___ TEXT PASSAGE ___
NOAA’s GOES-T Reaches Geostationary Orbit, Now Designated GOES-18

GOES-T Reaches Geostationary Orbit, Now Designated GOES-18

On March 14, 2022, GOES-T executed its final engine burn, placing the satellite in geostationary orbit 22,236 miles above Earth. Upon reaching this milestone, GOES-T was renamed GOES-18. GOES satellites are designated with a letter prior to launch and a number once they achieve geostationary orbit.

NOAA’s GOES-T satellite launched on March 1, 2022, at 4:38 p.m. EST, lifting off from Cape Canaveral Space Force Station in Florida. The satellite launched aboard a United Launch Alliance Atlas V rocket from Space Launch Complex 41. The launch was managed by NASA’s Launch Services Program, based at Kennedy Space Center.

GOES-T separated from the Atlas V Centaur upper stage at 8:11 p.m. EST on March 1. GOES-T mission managers confirmed that its solar arrays successfully deployed at 8:28 p.m. EST and the satellite was operating on its own power. 

The launch vehicle delivered GOES-T to a geostationary transfer orbit, a highly elliptical orbit where the satellite is close to the Earth during one part of its orbit and far from the Earth on the opposite side. Placing GOES-T in a geostationary transfer orbit provides the satellite a path to reach its final geostationary orbit over the equator (see diagram below). After a series of orbit-raising maneuvers and engine burns, on March 14, GOES-T was delivered into a circular geostationary orbit. The satellite is now in position to orbit at the same rate Earth rotates, so it can keep constant watch over the same region.
___ DATASET CONTENT ___
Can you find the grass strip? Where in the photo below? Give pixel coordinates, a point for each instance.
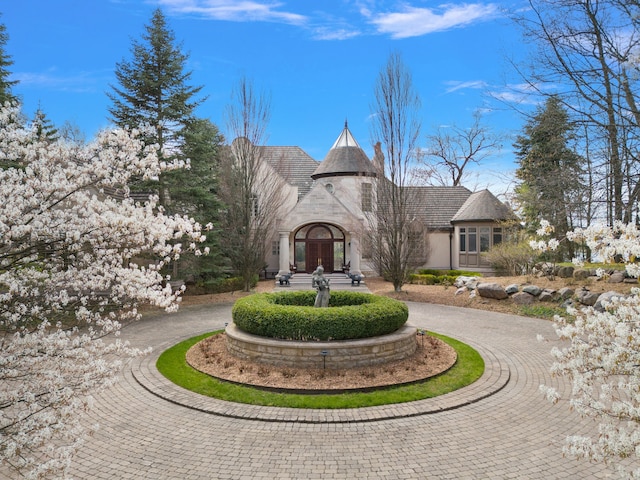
___
#### [GOALS]
[1] Do these statements agree with the article on GOES-T above? Answer yes or no for each, with the deciding words of the article quoted. (a) GOES-T lifted off from Kennedy Space Center. (b) The solar arrays of GOES-T deployed at 8:28 p.m. EST. (c) GOES satellites get a number before launch.
[2] Please print the article on GOES-T word for word, from "On March 14, 2022, GOES-T" down to "achieve geostationary orbit.".

#### [RESULTS FOR THE EXERCISE]
[1]
(a) No: "lifting off from Cape Canaveral Space Force Station in Florida"
(b) Yes: "its solar arrays successfully deployed at 8:28 p.m. EST"
(c) No: "GOES satellites are designated with a letter prior to launch and a number once they achieve geostationary orbit"

[2]
On March 14, 2022, GOES-T executed its final engine burn, placing the satellite in geostationary orbit 22,236 miles above Earth. Upon reaching this milestone, GOES-T was renamed GOES-18. GOES satellites are designated with a letter prior to launch and a number once they achieve geostationary orbit.